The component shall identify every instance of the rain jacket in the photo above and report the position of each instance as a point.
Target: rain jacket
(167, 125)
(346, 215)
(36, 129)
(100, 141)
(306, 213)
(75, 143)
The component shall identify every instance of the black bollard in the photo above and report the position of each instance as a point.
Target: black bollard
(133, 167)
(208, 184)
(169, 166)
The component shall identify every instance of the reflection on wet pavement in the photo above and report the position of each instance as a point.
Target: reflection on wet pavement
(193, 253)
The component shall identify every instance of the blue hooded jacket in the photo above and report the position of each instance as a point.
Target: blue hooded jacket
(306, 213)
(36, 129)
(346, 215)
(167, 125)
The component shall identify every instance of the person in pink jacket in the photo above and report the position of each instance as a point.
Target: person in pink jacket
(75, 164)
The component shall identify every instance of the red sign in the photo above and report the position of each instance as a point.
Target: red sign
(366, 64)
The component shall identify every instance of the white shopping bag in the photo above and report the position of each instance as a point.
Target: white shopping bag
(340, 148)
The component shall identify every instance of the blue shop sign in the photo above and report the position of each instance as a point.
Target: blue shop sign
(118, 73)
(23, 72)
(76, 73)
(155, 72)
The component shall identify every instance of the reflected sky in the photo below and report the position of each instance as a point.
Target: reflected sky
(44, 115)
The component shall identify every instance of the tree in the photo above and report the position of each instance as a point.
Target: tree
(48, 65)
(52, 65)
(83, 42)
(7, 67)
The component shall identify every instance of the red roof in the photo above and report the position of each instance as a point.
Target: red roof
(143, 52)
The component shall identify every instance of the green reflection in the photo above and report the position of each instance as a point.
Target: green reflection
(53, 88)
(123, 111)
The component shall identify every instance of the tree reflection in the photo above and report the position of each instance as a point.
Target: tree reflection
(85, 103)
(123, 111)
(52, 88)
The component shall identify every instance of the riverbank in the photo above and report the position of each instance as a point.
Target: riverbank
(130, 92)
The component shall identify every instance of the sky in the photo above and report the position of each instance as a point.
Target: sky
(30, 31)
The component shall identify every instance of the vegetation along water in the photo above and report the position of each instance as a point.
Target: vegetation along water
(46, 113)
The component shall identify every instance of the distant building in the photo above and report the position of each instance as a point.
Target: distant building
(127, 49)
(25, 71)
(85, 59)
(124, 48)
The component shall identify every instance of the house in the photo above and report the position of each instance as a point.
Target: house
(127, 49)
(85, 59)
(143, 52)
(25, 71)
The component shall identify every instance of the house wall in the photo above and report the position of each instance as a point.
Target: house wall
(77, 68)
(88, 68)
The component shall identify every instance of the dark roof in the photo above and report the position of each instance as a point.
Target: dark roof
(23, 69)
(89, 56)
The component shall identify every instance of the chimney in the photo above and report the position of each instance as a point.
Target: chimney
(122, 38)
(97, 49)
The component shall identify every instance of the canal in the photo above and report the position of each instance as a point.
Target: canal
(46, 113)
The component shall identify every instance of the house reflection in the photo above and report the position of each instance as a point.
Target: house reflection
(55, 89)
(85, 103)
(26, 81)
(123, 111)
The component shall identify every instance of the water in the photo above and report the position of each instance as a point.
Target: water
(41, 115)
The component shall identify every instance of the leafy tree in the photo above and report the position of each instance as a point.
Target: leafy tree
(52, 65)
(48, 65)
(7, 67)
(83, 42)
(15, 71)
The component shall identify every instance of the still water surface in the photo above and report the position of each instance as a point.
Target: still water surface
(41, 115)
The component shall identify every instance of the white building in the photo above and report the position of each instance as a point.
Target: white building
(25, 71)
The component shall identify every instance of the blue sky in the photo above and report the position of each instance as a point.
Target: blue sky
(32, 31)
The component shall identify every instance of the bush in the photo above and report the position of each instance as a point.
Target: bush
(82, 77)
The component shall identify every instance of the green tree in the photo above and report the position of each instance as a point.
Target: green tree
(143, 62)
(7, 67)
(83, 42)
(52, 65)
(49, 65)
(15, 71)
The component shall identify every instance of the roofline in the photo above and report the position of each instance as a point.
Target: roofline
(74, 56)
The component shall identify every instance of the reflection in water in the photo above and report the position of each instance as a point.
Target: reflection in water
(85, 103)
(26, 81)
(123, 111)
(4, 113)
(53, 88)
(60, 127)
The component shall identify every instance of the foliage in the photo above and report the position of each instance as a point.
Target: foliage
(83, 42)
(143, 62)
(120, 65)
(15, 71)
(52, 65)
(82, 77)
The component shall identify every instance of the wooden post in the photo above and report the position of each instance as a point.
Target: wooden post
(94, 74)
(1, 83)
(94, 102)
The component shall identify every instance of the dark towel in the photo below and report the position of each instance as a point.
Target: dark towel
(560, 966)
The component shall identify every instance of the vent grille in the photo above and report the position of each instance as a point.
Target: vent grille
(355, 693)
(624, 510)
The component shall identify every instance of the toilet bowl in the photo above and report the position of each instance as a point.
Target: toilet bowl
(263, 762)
******************************
■ WORK TO COMPLETE ■
For every line above that holds the word "below", report the whole line.

■ COMPLETED EXERCISE ■
The component shall identify every instance of the reflected sky in the photo below and report the position of each instance as a point.
The component shall identify every instance of the dark towel in the photo below and report the position of each instance as a point.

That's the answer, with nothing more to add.